■ **SET TASK**:
Copy out the records below word for word, starting at the beginning of the records and ending at the line that contains "426,219,441,257", with both ends included. Leave the pictures out of your copy.

------------------------

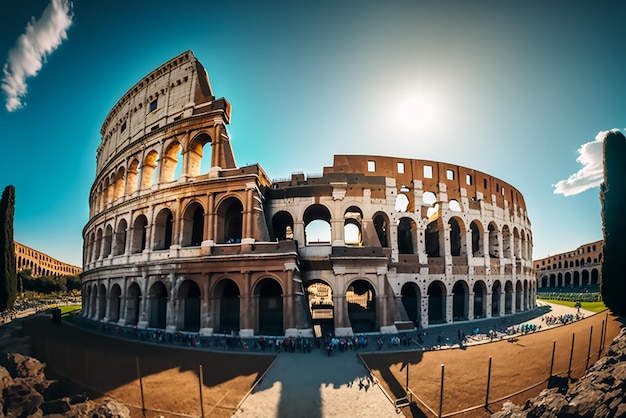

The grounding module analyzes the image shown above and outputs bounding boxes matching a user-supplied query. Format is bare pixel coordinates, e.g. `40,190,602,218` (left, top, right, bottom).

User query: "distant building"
533,240,604,288
81,51,536,335
13,241,83,277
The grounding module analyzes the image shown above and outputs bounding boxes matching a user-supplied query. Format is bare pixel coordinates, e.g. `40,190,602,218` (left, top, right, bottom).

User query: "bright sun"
390,91,443,134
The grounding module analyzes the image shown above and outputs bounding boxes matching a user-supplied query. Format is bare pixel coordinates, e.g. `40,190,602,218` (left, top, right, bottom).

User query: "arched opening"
452,280,469,321
400,283,422,326
178,280,201,332
373,212,389,248
102,225,113,258
109,283,122,322
98,284,107,319
126,282,141,326
448,217,466,257
398,218,417,254
346,280,377,333
217,197,243,244
470,221,484,257
491,281,502,316
428,280,446,325
306,281,335,336
255,278,284,335
472,280,487,319
148,281,167,329
113,167,125,201
272,211,293,241
565,271,572,287
303,204,331,245
93,228,102,260
89,284,98,318
182,202,204,247
140,151,159,190
214,279,240,334
515,282,524,312
502,225,511,258
126,159,139,195
582,270,589,286
504,281,513,314
161,141,183,182
488,222,500,258
187,133,212,176
131,215,148,254
113,219,127,255
343,206,363,246
154,209,174,250
426,219,441,257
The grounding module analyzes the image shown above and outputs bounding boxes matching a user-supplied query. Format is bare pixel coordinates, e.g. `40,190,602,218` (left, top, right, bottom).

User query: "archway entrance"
428,281,446,324
255,278,284,335
148,282,167,329
346,280,376,332
179,280,200,332
306,281,335,337
401,283,422,326
215,279,241,334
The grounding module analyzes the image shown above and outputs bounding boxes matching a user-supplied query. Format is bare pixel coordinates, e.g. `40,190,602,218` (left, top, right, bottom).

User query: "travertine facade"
534,240,604,288
13,241,83,277
82,51,536,335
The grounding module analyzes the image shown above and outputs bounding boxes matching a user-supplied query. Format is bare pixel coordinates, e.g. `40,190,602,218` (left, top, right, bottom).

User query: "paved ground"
234,303,593,418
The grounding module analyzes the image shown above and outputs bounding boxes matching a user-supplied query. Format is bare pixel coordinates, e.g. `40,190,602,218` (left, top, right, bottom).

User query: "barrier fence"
396,315,608,418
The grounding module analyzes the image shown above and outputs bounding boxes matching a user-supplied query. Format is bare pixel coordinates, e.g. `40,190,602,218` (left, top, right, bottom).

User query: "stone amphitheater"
81,51,537,336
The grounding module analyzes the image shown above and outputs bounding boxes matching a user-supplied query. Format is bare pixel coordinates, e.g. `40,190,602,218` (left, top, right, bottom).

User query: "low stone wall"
492,328,626,418
0,353,130,418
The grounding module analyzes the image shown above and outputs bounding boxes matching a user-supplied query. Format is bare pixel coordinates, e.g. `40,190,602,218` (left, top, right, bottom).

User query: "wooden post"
567,333,576,379
406,363,409,393
485,356,491,409
135,356,146,418
548,341,556,378
585,325,593,371
438,363,444,418
198,364,204,418
598,319,604,359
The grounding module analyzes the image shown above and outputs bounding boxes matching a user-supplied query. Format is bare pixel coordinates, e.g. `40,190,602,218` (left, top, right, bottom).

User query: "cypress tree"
0,186,17,311
600,131,626,315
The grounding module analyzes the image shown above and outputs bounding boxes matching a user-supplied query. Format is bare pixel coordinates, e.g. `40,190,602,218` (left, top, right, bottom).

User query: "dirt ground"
12,313,622,417
22,317,274,417
362,313,623,417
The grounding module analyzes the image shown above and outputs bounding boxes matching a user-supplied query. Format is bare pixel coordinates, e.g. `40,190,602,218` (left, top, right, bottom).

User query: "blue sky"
0,0,626,265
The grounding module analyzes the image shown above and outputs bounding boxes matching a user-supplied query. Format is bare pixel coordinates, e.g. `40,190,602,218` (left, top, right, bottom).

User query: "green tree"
0,186,17,311
600,131,626,315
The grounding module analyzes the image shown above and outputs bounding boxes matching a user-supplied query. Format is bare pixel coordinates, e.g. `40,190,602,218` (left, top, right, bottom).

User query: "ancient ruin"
81,51,537,336
534,240,604,289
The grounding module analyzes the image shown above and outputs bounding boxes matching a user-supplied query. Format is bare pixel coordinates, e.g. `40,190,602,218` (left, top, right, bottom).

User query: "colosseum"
81,51,537,336
533,240,604,290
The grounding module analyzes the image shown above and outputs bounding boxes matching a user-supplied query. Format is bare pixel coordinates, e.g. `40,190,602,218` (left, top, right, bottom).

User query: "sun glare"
390,90,443,135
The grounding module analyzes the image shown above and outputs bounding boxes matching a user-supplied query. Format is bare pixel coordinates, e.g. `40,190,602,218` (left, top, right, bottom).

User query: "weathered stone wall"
492,328,626,418
0,353,130,418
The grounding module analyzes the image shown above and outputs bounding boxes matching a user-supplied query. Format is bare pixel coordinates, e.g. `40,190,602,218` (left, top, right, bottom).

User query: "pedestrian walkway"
234,350,396,418
234,302,593,418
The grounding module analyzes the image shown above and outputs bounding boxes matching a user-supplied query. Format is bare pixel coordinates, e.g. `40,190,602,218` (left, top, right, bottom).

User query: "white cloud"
553,129,616,196
2,0,73,112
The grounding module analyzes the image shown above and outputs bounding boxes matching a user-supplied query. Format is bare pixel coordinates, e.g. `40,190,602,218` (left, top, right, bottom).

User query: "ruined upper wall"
97,51,224,171
324,155,526,214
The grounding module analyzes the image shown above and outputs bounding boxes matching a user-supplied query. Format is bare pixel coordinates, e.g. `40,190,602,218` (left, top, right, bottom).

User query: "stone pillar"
446,292,454,324
420,294,428,328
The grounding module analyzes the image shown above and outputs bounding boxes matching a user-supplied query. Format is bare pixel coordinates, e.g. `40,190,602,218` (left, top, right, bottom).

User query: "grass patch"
541,299,608,312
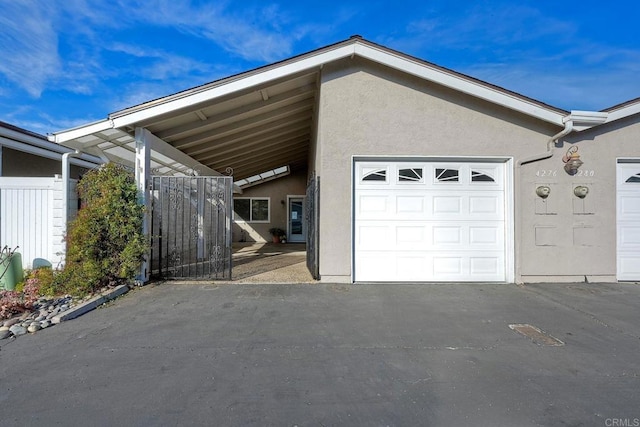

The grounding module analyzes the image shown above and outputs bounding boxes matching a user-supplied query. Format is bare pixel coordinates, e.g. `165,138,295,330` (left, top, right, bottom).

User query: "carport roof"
49,36,568,180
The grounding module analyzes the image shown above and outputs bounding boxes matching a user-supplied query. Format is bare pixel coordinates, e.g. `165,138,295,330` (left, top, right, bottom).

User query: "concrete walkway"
232,243,314,283
0,283,640,426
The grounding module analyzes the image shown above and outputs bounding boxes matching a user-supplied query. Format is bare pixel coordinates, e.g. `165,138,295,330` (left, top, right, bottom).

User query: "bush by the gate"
54,163,148,295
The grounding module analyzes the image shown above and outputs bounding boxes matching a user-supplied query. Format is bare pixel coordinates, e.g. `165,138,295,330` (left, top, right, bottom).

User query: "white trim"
350,155,516,283
49,39,566,147
107,46,354,128
0,136,102,169
355,45,565,126
503,157,516,283
615,157,640,281
605,101,640,123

------------------------

■ **OUTPUT**:
The grounding module analyzes the image shown above and outputs bounding boxes matching a user-supplied query. Format is bare pixel coordinates, e.g. `40,190,602,218` (left, top, right, bottom).

User query: "distant building"
533,240,604,288
81,51,536,335
13,241,83,277
The grounding module analyzes the image shown above and outputs bounding boxes matching a user-supplied query. Format is bare pixel coordinates, e.g. `40,190,602,218` (left, top, right, bottom).

User query: "bright sun"
390,91,443,134
The grounding module analyzes the image shown above and outputs bounding boxes matching a user-supplied query. Format is bare pixel coordinates, e.g. `40,190,602,218` (left, top, right, bottom).

User query: "arched opening"
452,280,469,321
400,283,422,326
178,280,201,332
373,212,389,248
102,225,113,258
109,283,122,322
98,284,107,319
126,282,141,326
448,217,466,257
398,218,417,254
346,280,377,333
217,197,243,244
470,221,484,257
491,281,502,316
428,280,446,325
306,281,335,336
255,278,284,335
472,280,487,319
148,281,167,329
113,167,125,201
272,211,293,241
565,271,572,287
303,204,331,245
93,228,102,260
89,284,98,318
182,202,204,247
140,151,159,190
214,279,240,334
515,282,524,312
502,225,511,258
126,159,139,195
582,270,589,286
504,281,513,314
161,141,183,182
488,222,500,258
187,133,212,176
131,215,148,254
113,219,127,255
343,206,363,246
154,209,174,250
426,219,441,257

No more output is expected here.